- **Text extract**:
Rising from the ashes of Notre Dame
Sir , – The outpouring of emotion at the devastating fire in Notre Dame demonstrates the wonderful richness of our shared humanity.
It allows us to define ourselves as more than economically driven beings.
It shows how we need to pay attention to those things that enrich the heart and soul of our deepest selves. Symbols allow us to transcend the ordinary and allow us reflect on the reality of life and death. – Yours, etc,
Sir, – French President Emmanuel Macron is looking for money to bring Notre Dame back to its former glory. I might be able to help him.
I suggest that all the rubble and bits of timber be cut up into minute bits, put into plastic bags and sold off to souvenir hunters. He could charge exorbitant prices for the little packages and the public would gladly pay.
When Nelson’s Pillar was blown up in 1966 the souvenir hunters were queuing up to take away bits of the stonework. Even when the rubble was moved to the dump they followed it down and, like locusts, removed anything they could comfortably lift.
People like to have their memories.
Many a Dub today probably has a lump of the pillar on his sideboard.
When the great composer Leonard Bernstein died they came in their hundreds to remove soil from his grave. The cemetery caretaker was very frustrated because he had to keep replacing the soil, so my guide told me. Maybe they have spread concrete over it since I was there.

- **Tasks**:
1 > According to the letters about Notre Dame, in what year was Nelson's Pillar blown up?
2 > Lay out the entries below as a JSON list of strings, one string per line, from the line that contains "If you could drop a marker on the blue" up to and including the last line of the entries, with blank lines and pictures left out.

- **Source records**:

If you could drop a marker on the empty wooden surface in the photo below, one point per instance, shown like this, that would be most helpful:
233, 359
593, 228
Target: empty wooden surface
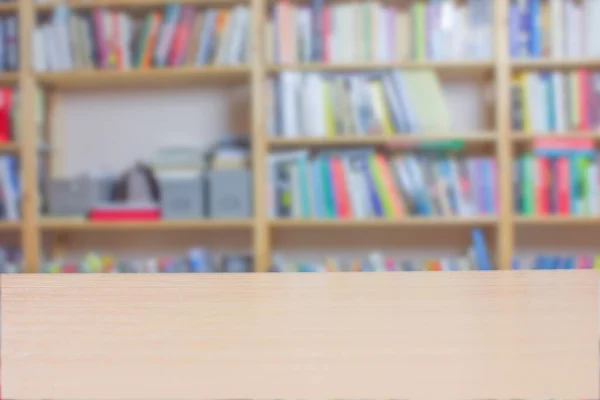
504, 334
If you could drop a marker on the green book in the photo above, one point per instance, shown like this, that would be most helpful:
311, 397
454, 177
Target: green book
327, 188
582, 164
528, 184
419, 9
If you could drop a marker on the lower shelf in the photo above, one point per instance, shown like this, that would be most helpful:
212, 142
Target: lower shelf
66, 224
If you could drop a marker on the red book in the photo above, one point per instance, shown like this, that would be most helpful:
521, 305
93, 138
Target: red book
5, 109
543, 186
326, 34
181, 36
564, 186
390, 185
562, 143
340, 188
124, 214
583, 80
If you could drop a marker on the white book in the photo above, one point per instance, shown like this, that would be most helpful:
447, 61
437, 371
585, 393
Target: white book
60, 22
226, 39
355, 185
9, 190
559, 99
289, 86
532, 99
557, 25
382, 42
51, 51
166, 34
39, 55
304, 30
593, 200
238, 37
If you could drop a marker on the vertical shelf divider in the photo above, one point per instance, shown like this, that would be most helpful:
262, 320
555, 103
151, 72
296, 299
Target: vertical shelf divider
261, 233
30, 235
505, 227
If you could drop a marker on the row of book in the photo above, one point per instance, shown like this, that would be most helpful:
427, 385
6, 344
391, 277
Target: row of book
366, 184
558, 180
9, 109
383, 103
554, 261
9, 43
108, 39
556, 101
554, 28
197, 260
374, 32
477, 258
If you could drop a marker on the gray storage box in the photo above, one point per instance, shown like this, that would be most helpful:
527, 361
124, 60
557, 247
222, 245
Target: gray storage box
75, 196
230, 193
182, 197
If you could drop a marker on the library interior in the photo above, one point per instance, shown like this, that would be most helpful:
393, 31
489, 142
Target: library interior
168, 136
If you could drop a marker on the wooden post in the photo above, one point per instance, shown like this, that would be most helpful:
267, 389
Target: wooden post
261, 232
30, 237
505, 229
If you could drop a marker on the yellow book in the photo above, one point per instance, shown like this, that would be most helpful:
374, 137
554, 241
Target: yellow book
386, 201
328, 104
573, 100
380, 107
520, 81
597, 262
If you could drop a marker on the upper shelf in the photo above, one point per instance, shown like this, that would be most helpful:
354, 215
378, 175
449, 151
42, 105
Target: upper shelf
127, 5
451, 69
96, 79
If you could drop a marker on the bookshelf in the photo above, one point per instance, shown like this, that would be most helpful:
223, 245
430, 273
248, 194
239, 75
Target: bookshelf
499, 141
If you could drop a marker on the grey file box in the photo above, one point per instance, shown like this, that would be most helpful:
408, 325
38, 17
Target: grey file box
182, 197
75, 196
230, 193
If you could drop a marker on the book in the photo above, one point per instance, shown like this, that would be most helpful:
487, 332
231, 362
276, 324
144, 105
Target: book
390, 103
178, 36
370, 31
194, 260
554, 29
475, 257
555, 102
557, 182
359, 184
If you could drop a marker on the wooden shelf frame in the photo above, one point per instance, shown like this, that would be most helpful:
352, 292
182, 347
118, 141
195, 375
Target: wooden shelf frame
255, 74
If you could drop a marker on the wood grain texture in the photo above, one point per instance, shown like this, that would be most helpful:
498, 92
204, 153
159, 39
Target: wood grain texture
502, 334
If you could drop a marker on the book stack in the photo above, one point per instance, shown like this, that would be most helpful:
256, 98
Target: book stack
107, 39
554, 261
366, 184
9, 112
556, 101
560, 177
554, 28
477, 258
10, 191
9, 43
196, 260
375, 32
328, 105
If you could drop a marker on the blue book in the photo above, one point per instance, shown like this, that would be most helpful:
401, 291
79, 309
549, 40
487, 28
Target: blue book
516, 264
303, 177
207, 41
535, 30
317, 33
376, 205
318, 199
514, 19
482, 257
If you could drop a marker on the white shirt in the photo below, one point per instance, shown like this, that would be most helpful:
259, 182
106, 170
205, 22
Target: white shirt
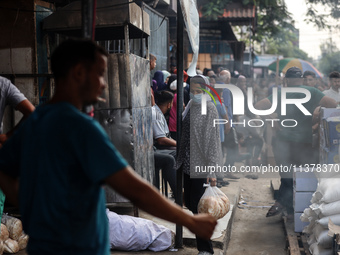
332, 94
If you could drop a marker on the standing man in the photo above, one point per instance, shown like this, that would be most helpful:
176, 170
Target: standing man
293, 145
231, 149
333, 92
153, 61
309, 78
10, 95
60, 158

- **Responses**:
1 > 1966

2 >
[
  "If you could drop a marker on the blue book in the photo above, one point per instance, shown like this, that would be most helpful:",
  "401, 291",
  "79, 309",
  "549, 40",
  "487, 28",
  "Target: blue book",
  "516, 264",
  "303, 177",
  "207, 41",
  "535, 30",
  "317, 33",
  "376, 205",
  "318, 199",
  "514, 19",
  "482, 257",
  "If you could drop a marker on the white shirt in the photo below, one point per instance, shown like this, that would be most helpful:",
  "259, 182",
  "106, 170",
  "205, 22",
  "Target: white shirt",
  "332, 94",
  "If you could drop a marker on the standing man in the photo above, one point per instance, shown like this, that would be most helpful:",
  "176, 170",
  "Target: standing man",
  "293, 145",
  "231, 149",
  "333, 92",
  "153, 61",
  "309, 78",
  "10, 95",
  "60, 158"
]